Oí mil veces, en las sobremesas de mi casa, la historia de la primera vez que Barbarito Diez estuvo en el Paradero de Camarones. En uno de los capítulos de Atlántida queda recogido el suceso. Julio Romero. Narra aquí la segunda visita de el Rey del Danzón a nuestro pueblo y de su encuentro con la cocina de Machín. Gracias a esta labor de Julito el médico, seguimos salvando del olvido a personajes y hechos de nuestro pueblo. Ya espero sus evocaciones como como esperaba, junto al radio, un nuevo capítulo de Guatibó.
Por Julio Romero
Machín Romero, mi padre, además de purgador de azúcar en el central Hormiguero (luego Espartaco), ejercía el multioficios en tiempo muerto. Era el pintor del pueblo. Cualquier casa oscura resplandecía como la plata después de la lechada de cal que él les daba. También pescaba en arroyos y presas.
Un viernes santo, Dorotea (la madre de Evelio, Luzbel y Mercedes Cabrera), se lamentaba de no tener pescado para ese día de abstinencia. Machín le llevó unas suculentas biajacas que la hicieron muy feliz. Era experto en empanadas, croquetas, casquitos y mermelada de guayaba.
Lo mejor que mejor que se le daba era la cocina. Recuerdo que fue ayudante de Pancho, el maestro de la fonda de Hormiguero. Era un negro alto y robusto que usaba un elevado sombrero blanco de cocinero y un sempiterno tabaco en la boca. Un día, siendo un niño de ocho años, Machín me llevó a la fonda.
—Macho, ¿quieres un bistec? —me preguntó.
Acto seguido tiró sobre la plancha caliente del fogón un enorme bistec de alfileres, le dio la vuelta y me lo sirvió con cebollas doradas en una fuente que tenía grabado el logotipo de la fonda. Me quedé azorado ante la magnitud de aquella carne que no pude comer completa.
De tal maestro, tal alumno. Machín cocinaba tan rico que siempre lo llamaban para que asara los puercos a la brasa en todas las festividades, especialmente en las fiestas de quince. Pero lo que más le gustaba cocinar era el chivo. Sus chilindrones tenían fama en todo el vecindario.
----------
[Tus tareas]
[1] Enumera los platos y dulces en los que, según el relato sobre Machín Romero, él era experto.
[2] Según el relato sobre Machín Romero, ¿por qué lo llamaban siempre para asar los puercos a la brasa en las festividades?
[3] Continúa el relato sobre Machín Romero a partir de su última frase.
----------
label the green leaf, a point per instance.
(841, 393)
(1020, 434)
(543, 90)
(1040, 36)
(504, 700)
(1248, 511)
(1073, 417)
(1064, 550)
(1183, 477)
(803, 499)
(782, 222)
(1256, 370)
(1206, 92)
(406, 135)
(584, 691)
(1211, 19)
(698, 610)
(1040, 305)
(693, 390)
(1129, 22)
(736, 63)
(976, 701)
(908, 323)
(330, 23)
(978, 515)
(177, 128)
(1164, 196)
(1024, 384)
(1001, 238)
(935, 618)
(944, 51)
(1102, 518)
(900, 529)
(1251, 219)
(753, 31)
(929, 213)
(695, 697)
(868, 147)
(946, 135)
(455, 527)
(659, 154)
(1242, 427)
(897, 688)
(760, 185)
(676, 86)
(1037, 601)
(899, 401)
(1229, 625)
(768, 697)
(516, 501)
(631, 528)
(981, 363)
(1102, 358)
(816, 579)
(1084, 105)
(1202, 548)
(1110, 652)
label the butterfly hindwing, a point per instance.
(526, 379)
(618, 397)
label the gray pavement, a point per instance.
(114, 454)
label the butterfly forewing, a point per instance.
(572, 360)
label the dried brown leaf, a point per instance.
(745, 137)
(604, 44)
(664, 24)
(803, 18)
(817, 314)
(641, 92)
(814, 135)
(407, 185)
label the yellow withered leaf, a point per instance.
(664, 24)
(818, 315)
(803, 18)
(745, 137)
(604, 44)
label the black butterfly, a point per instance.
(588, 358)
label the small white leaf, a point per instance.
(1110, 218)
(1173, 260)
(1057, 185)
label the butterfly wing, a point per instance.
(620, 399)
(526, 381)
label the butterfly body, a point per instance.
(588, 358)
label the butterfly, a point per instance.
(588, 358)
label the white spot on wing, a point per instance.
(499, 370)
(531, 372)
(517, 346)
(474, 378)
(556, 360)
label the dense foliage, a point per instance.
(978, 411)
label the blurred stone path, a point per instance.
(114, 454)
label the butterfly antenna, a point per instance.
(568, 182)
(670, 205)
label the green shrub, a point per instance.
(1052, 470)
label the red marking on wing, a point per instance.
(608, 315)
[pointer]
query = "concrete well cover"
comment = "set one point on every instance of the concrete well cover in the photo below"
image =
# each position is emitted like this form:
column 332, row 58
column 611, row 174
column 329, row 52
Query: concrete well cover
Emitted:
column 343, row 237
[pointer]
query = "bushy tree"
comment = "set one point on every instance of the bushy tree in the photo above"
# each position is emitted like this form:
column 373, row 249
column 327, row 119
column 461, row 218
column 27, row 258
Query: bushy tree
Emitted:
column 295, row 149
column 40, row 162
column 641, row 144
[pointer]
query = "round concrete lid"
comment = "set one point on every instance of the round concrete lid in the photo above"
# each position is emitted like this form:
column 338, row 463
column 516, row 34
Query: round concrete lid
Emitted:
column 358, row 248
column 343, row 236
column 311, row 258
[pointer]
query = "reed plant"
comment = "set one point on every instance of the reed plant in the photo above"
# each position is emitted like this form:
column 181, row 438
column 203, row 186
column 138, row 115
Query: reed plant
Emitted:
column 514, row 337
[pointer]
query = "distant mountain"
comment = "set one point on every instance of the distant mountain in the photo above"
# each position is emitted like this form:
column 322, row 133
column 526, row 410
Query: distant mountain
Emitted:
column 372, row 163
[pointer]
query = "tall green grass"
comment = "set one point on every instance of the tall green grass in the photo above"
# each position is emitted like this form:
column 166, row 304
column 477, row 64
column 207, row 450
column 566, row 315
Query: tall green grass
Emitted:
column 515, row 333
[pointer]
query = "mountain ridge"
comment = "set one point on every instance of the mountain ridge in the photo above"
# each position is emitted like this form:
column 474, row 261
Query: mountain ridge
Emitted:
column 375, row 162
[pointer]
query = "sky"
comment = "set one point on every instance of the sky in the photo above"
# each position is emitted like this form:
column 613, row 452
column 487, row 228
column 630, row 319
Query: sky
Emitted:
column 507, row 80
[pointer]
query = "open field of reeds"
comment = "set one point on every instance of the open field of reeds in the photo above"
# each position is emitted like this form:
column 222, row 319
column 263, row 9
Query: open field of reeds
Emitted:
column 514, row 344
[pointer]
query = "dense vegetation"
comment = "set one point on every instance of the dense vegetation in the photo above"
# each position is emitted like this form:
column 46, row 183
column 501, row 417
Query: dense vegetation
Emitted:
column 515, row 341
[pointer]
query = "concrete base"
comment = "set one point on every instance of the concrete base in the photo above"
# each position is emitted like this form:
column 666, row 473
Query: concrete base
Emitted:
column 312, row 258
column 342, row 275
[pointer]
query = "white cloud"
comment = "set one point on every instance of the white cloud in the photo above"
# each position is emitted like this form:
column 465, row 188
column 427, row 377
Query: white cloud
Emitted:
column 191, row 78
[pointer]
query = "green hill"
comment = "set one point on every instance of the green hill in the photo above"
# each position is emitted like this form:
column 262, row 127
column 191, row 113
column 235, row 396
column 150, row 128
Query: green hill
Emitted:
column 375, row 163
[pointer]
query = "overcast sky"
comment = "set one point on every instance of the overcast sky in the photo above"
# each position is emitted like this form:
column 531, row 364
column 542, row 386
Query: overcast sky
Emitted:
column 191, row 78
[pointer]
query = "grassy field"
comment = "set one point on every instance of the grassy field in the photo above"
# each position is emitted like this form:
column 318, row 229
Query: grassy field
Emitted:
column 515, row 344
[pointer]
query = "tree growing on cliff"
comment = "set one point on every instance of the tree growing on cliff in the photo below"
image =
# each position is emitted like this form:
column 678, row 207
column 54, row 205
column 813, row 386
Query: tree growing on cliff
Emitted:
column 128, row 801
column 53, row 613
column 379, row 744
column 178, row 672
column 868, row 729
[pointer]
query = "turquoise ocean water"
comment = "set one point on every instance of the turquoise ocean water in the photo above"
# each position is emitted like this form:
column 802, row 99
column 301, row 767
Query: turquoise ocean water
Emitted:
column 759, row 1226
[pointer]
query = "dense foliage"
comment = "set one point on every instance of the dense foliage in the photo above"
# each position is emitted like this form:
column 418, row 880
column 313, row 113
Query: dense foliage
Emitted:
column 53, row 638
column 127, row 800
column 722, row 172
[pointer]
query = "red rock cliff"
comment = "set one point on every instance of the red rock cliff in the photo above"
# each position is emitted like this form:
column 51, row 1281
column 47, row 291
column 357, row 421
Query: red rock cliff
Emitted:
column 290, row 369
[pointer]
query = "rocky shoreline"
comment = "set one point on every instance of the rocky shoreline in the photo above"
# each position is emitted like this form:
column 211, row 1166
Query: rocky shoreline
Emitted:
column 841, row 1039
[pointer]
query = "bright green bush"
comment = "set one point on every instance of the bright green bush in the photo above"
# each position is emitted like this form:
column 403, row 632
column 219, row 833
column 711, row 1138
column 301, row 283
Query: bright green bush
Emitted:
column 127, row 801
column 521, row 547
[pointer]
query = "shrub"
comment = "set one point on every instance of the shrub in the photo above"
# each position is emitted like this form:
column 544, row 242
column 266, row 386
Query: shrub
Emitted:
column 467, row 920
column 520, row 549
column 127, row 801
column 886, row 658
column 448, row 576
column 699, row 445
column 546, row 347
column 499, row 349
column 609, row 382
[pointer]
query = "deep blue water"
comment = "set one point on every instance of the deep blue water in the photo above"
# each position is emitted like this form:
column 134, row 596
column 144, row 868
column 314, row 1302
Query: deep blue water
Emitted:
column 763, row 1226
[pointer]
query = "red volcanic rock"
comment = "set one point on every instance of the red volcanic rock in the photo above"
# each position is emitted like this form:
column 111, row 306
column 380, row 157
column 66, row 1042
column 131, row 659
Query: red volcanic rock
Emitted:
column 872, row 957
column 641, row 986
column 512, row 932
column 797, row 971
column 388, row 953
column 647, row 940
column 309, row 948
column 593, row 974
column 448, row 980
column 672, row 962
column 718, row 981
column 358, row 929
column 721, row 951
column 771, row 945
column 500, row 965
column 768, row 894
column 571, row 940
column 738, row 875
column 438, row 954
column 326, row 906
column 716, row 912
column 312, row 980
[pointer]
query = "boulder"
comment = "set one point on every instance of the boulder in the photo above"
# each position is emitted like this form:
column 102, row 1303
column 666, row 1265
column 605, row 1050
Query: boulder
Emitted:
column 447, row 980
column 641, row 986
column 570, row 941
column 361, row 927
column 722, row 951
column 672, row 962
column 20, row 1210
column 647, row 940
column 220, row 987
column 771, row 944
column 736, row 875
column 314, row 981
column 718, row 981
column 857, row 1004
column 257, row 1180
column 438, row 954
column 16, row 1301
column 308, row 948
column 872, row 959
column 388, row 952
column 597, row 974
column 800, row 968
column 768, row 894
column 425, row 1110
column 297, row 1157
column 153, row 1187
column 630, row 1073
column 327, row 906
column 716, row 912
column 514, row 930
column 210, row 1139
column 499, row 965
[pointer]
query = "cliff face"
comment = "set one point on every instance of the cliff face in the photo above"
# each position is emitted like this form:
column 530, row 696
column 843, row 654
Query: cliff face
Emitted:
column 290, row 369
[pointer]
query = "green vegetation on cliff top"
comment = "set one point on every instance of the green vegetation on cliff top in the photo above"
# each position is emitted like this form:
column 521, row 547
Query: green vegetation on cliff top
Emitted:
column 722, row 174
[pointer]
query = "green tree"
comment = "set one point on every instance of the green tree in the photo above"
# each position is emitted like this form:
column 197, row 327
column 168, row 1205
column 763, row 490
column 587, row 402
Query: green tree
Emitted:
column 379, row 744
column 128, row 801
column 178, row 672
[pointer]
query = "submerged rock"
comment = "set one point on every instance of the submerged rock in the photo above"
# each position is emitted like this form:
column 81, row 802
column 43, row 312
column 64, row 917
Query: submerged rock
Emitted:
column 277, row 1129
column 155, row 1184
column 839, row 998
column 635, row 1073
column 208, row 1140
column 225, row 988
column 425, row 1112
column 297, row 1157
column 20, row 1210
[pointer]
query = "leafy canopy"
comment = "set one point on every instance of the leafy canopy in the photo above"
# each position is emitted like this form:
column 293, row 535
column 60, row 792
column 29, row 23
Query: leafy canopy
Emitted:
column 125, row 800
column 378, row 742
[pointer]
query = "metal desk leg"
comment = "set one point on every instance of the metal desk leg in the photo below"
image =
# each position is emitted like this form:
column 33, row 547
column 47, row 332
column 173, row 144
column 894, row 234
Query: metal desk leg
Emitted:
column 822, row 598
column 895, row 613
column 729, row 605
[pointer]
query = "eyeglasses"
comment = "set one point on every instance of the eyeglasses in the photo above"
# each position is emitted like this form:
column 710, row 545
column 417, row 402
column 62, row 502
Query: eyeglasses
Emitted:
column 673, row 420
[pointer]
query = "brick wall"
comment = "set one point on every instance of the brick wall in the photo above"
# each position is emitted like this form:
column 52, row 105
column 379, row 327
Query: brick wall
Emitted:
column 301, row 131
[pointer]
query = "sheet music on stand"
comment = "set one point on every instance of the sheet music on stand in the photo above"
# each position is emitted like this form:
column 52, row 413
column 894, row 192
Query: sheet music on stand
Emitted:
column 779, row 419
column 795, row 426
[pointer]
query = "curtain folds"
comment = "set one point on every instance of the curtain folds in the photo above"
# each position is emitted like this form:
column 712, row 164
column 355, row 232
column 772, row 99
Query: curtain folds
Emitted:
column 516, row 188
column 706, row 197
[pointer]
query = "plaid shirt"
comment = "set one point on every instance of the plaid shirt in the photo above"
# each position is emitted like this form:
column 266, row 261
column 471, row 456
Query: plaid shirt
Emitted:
----------
[Resultados]
[1] Empanadas, croquetas, casquitos y mermelada de guayaba.

[2] Lo llamaban porque cocinaba muy rico. El relato lo presenta como buen alumno de Pancho, el maestro de la fonda de Hormiguero, con quien había trabajado de ayudante.

[3]
Los viernes de fin de mes, cuando cobraba, a eso de las tres de la tarde, siempre me pedía que lo acompañara a buscar un chivo. Cogíamos una máquina de alquiler en la Esquina, que casi siempre era la de Felo el Mulo. Nos bajábamos en Marsellán, un caserío que quedaba antes de llegar a San Fernando, donde sus pobladores criaban los chivos por manadas.
Recuerdo el regateo que orquestaba mi padre con los dueños de los animales hasta que, por fin, convenido el precio, nos hacíamos con un crecido pichón de chivo. De regreso, lo colgaba de una mata de mangos y lo descueraba. Por el berrido del animal, los vecinos se enteraban de que esa tarde habría chilindrón.
Corrían los tiempos en que casi nadie en el Paradero de Camarones tenía refrigerador y lo que quedaba en aquel caldero grande, no se podía guardar. Es así que mi padre convidaba a todo el que pasaba por la calle a probar su chilindrón. Sin pensarlo y sin malicia, le estaba haciendo marketing a sus dotes como cocinero.
Me decía que el secreto del chilindrón era adobarlo bien, una hora antes de ponerlo al fuego, con especias, naranja agria, pimienta y ají picante. “Si no, Macho, no es chilindrón”, me advertía. Lo cocinaba con vino seco y puré de tomate. Casi gritaba cuando decía muy enfático: “¡Si le echas agua, lo desgracias!”.
Durante los tres días de la Fiesta de la Luz de 1965, el Paradero de Camarones, además de recibir el asfaltado de sus cuatro calles, también acogió en sus tarimas la actuación de algunas de las mejores orquestas del momento: Rey Caney, Riverside y Antonio María Romeu con su estelar cantante Barbarito Diez.
Además, en la esquina de la escuela, pusieron a tocar al Órgano Oriental. Después de terminar su actuación, cerca de las dos de la tarde, Barbarito Diez preguntó dónde se podía almorzar. Enseguida le respondieron: “¡En casa de Machín!”.
El pequeño comedor de mi casa se inundó con los miembros de la orquesta. Mi padre se puso nervioso al ver tanta gente famosa, pero los atendió a cuerpo de rey. Al final, Barbarito lo abrazó y le dijo que había sido el chilindrón más sabroso que se había comido en su vida.
¡Qué gran honor! En aquel abrazo se habían unido dos estrellas. La voz de oro del danzón y el más grande cocinero del Paradero de Camarones. Por eso digo que lo bueno siempre es bueno. Lo demás, bobería.